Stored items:
+++
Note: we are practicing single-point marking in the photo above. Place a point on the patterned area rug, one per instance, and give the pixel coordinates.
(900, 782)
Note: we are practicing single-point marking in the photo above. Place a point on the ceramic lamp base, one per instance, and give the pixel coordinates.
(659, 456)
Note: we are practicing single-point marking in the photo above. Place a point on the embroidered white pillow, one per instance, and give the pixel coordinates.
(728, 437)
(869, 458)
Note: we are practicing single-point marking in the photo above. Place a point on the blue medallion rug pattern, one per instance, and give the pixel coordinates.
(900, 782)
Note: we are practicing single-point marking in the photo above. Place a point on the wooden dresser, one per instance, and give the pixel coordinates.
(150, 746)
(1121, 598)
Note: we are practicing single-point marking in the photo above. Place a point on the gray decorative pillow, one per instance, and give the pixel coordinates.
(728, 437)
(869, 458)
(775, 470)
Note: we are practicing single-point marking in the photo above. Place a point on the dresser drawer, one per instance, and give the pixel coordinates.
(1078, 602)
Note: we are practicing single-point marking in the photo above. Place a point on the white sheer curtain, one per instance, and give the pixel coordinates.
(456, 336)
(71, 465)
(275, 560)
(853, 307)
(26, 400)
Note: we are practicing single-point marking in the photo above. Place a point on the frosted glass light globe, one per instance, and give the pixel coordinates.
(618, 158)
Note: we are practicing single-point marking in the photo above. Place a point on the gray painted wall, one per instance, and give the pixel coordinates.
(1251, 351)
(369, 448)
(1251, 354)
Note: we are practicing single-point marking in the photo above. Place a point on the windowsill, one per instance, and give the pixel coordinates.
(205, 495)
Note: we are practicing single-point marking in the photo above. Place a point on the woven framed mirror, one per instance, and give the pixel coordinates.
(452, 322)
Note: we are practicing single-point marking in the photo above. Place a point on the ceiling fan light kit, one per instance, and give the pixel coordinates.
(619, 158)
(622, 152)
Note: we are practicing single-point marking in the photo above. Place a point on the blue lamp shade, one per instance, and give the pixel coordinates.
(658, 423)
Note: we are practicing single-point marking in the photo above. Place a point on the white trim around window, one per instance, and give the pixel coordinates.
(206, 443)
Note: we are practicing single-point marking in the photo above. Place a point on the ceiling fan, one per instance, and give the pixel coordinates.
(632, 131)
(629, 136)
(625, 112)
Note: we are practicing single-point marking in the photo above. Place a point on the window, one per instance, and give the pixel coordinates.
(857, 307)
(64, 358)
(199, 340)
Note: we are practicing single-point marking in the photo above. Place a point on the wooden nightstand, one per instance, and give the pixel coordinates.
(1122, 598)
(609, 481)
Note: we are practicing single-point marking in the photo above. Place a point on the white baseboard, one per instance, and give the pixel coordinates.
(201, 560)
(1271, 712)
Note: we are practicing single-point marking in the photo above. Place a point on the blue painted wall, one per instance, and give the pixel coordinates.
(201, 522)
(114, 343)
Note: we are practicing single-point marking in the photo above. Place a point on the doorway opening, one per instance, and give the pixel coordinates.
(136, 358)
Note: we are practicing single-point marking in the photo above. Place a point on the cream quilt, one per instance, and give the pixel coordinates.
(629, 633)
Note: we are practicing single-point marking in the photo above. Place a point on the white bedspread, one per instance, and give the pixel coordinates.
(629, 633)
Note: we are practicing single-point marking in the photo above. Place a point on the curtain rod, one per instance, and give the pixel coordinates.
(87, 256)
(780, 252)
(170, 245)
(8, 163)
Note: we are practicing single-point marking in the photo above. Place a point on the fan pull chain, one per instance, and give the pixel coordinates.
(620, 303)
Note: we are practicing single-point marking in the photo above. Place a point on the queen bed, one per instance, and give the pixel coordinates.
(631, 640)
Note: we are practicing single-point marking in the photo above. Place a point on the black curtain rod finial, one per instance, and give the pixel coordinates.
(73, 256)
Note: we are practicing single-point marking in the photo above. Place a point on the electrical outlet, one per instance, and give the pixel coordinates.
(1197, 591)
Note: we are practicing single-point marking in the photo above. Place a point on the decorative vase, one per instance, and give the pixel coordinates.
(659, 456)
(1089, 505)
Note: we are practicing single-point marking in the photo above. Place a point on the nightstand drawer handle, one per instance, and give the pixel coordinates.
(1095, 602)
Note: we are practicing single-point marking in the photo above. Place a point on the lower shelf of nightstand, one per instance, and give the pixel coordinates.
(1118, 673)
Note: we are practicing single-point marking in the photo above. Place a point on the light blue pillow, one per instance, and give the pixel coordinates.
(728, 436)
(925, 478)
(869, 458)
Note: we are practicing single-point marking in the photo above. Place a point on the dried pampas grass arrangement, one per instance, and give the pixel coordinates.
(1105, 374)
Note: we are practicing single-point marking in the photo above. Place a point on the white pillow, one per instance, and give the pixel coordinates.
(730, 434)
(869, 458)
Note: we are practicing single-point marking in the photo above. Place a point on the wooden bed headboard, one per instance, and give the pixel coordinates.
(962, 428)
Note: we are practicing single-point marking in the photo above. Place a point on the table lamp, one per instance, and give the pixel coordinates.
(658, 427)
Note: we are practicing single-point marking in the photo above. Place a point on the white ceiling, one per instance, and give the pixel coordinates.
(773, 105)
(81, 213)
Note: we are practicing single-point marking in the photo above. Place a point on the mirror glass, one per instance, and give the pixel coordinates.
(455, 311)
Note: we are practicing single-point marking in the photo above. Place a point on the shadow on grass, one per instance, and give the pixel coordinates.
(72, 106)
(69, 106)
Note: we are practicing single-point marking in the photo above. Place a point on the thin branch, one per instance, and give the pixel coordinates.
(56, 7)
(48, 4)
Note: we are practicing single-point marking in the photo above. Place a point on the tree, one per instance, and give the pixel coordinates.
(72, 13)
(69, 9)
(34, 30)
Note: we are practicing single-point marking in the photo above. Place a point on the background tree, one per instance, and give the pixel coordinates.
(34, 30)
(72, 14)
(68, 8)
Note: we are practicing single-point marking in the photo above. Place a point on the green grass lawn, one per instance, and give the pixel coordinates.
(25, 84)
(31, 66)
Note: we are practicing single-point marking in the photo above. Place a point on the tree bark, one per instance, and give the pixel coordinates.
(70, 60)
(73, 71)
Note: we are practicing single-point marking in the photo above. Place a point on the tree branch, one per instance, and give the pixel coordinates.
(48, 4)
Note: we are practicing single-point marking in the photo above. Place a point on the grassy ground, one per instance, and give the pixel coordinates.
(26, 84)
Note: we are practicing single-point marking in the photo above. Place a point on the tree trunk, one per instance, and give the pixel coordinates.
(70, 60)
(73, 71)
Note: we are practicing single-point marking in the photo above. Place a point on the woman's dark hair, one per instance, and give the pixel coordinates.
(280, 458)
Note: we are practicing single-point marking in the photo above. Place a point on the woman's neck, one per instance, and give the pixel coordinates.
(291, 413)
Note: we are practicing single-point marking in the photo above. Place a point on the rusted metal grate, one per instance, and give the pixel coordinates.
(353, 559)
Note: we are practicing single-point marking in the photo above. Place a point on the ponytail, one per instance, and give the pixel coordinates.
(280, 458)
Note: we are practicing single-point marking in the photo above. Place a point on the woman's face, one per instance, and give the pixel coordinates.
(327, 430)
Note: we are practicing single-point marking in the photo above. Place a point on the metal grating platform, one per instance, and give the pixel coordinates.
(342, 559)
+++
_WORK INSTRUCTIONS:_ The lines above need to be restated word for word, all of them.

_REPLY TO THE TASK:_
Note: we are practicing single-point marking in the photo above. Place a point on the patterned area rug, one per instance, and give the pixel coordinates.
(900, 782)
Note: we are practicing single-point marking in the photo above. Place a point on the ceramic lamp base, one per instance, and give the pixel coordinates.
(659, 456)
Note: we are practicing single-point marking in the photo above. Place a point on the embroidered white pillow, one per instance, and give the pixel coordinates.
(728, 437)
(869, 458)
Note: we are practicing single-point marking in the photo above. Place a point on the blue medallion rug pattern, one per instance, and give the pixel coordinates.
(900, 782)
Note: we are practicing single-point marking in the photo above. Place a point on the wooden dresser, one per instance, and give the pixel coordinates.
(150, 746)
(1121, 598)
Note: we are practicing single-point marking in the photo above. Place a point on the gray decorative pillow, one per instance, and give the pixel coordinates.
(728, 437)
(869, 458)
(775, 470)
Note: we are practicing single-point marking in the photo above. Place a point on the dresser drawer, one per instance, and give the pixel coordinates.
(1078, 602)
Note: we are practicing single-point marking in the photo above. Place a point on the white sheer curtain, one per instance, and give the pixel coordinates.
(456, 336)
(71, 465)
(275, 560)
(853, 307)
(26, 400)
Note: we are practicing single-point marking in the photo above. Place a point on the frosted glass light globe, one per instance, and give the pixel coordinates.
(618, 158)
Note: we are practicing single-point marking in the photo above. Place a point on the gray painted wall, one per instance, and give the pixel coordinates.
(1251, 351)
(369, 448)
(1251, 354)
Note: we are practicing single-point marking in the photo above. Place a point on the windowsill, one per instance, and give the pixel coordinates.
(205, 495)
Note: we are practicing single-point marking in the photo above. Place a point on the woven framed mirror, one per instance, and give the pixel coordinates.
(452, 322)
Note: we are practicing single-point marking in the photo above. Place a point on the ceiling fan light kit, one per instance, and give the pixel coordinates.
(619, 158)
(622, 152)
Note: we are practicing single-point marking in the photo above. Place a point on the blue lamp shade, one per instance, and give the pixel coordinates.
(658, 423)
Note: we are practicing single-point marking in the photo above. Place a point on the white trim around window, one per instance, and give the pixel coordinates.
(206, 443)
Note: we are practicing single-point marking in the photo above. Place a point on the ceiling fan, one per instance, and give the pixel coordinates.
(632, 131)
(629, 136)
(625, 112)
Note: we are practicing single-point marking in the photo above. Place a point on the window, one per instance, and give the pixel coordinates.
(857, 307)
(64, 358)
(199, 340)
Note: we are practicing single-point marking in the photo above. Place a point on the wooden nightstand, one per instance, and give the pixel coordinates.
(1122, 598)
(609, 481)
Note: we are practicing single-point marking in the photo above. Place a point on the white baseboard, one per instance, and give the pixel coordinates.
(201, 560)
(1271, 712)
Note: we are practicing single-point marking in the photo above. Place a point on the blue painted wall, one per instance, and give the pixel coordinates.
(201, 522)
(114, 343)
Note: we are practicing single-point marking in the photo above. Place a point on the doorway opening, one per instance, and give the pixel coordinates.
(136, 358)
Note: we are practicing single-point marking in the photo above. Place a point on the cream quilt, one per instance, and give the pixel coordinates.
(629, 633)
Note: we are practicing single-point marking in the photo above. Place a point on the white bedspread, one per instance, and give the pixel coordinates.
(629, 633)
Note: we are practicing single-point marking in the photo above. Place a point on the curtain rod, one per instance, and give the pixel coordinates.
(87, 256)
(780, 252)
(170, 245)
(8, 163)
Note: we are practicing single-point marking in the photo above. Place a point on the fan pull chain, one per instance, and give the pixel coordinates.
(620, 303)
Note: we are practicing single-point marking in the photo above. Place a point on the queen bed, one per instance, and give the pixel coordinates.
(631, 640)
Note: we are practicing single-point marking in the photo above. Place a point on the black curtain rod finial, one per instance, and give the pixel coordinates.
(73, 256)
Note: we are practicing single-point marking in the photo above. Place a point on the electrical outlet, one per instance, and give the pixel coordinates.
(1197, 591)
Note: we are practicing single-point marking in the photo above. Place a point on the decorative vase, one per instance, and give the pixel coordinates.
(659, 456)
(1089, 505)
Note: we are practicing single-point marking in the photo above. Place a point on the nightstand drawer handle, one per instance, and give the pixel coordinates.
(1095, 602)
Note: we are practicing single-point marking in the photo above. Place a point on the lower shelf of nightstand, one per instance, and give the pixel coordinates.
(1118, 673)
Note: we are practicing single-point marking in the photo above. Place a point on the light blue pillow, one per instance, and give the pixel coordinates.
(728, 436)
(925, 478)
(869, 458)
Note: we are practicing single-point marking in the photo above. Place a point on the dried pampas grass arrangement, one per instance, and give the pixel coordinates.
(1105, 374)
Note: we are practicing single-point marking in the photo above. Place a point on the white pillow, one per instance, and give the pixel coordinates.
(730, 434)
(869, 458)
Note: we are practicing single-point marking in the photo above. Place a point on the wooden bed headboard, one per instance, and give the pixel coordinates.
(962, 428)
Note: we are practicing single-point marking in the photo above. Place a point on the table lamp, one per instance, and give the pixel coordinates.
(658, 427)
Note: we are practicing single-point marking in the photo above. Place a point on the white ceiling, one per instance, and give the pixel coordinates.
(773, 105)
(81, 213)
Note: we are practicing single-point marking in the photo above. Place a point on the mirror glass, one per instance, and give the pixel coordinates.
(455, 311)
Note: we are practicing single-point marking in the photo above. Place a point on the shadow on grass, one per instance, and give the pixel coordinates.
(72, 106)
(69, 106)
Note: we are practicing single-point marking in the photo above. Place a point on the thin branch, one per instance, and give the pixel coordinates.
(56, 7)
(48, 4)
Note: we are practicing single-point marking in the photo above. Place a point on the tree, one per instance, and give the pixel coordinates.
(72, 13)
(69, 9)
(34, 30)
Note: we are practicing single-point marking in the photo above. Place a point on the background tree, one per instance, and give the pixel coordinates.
(34, 30)
(72, 14)
(68, 8)
Note: we are practicing single-point marking in the photo above. Place a point on the green grass lawn, one per instance, and give the pixel coordinates.
(25, 84)
(31, 66)
Note: we are practicing single-point marking in the photo above. Place a point on the tree bark, one per instance, and give the pixel coordinates.
(70, 60)
(73, 71)
Note: we are practicing single-point marking in the photo above. Place a point on the tree branch, one per instance, and give the pixel coordinates.
(48, 4)
Note: we are practicing single-point marking in the photo above. Place a point on the grassy ground, one per instance, and give the pixel coordinates.
(26, 84)
Note: we are practicing single-point marking in the photo above. Place a point on the tree trunk, one per instance, and give the pixel coordinates.
(70, 60)
(73, 71)
Note: we are practicing single-point marking in the photo above. Place a point on the woman's dark hair, one per instance, and give the pixel coordinates.
(280, 458)
Note: we are practicing single-point marking in the photo above. Place a point on the woman's neck, one per instance, and give the pixel coordinates.
(291, 413)
Note: we are practicing single-point marking in the photo above. Place a point on the rusted metal grate, one per instance, and give the pixel coordinates.
(353, 559)
Note: we are practicing single-point marking in the photo above. Place a point on the ponytail, one per instance, and give the pixel coordinates.
(280, 458)
Note: we are practicing single-point marking in the photo above. Place a point on the woman's face, one per instance, and give the pixel coordinates.
(327, 430)
Note: we are practicing single-point marking in the photo above. Place a point on the metal grating platform, one per instance, and give the pixel coordinates.
(342, 559)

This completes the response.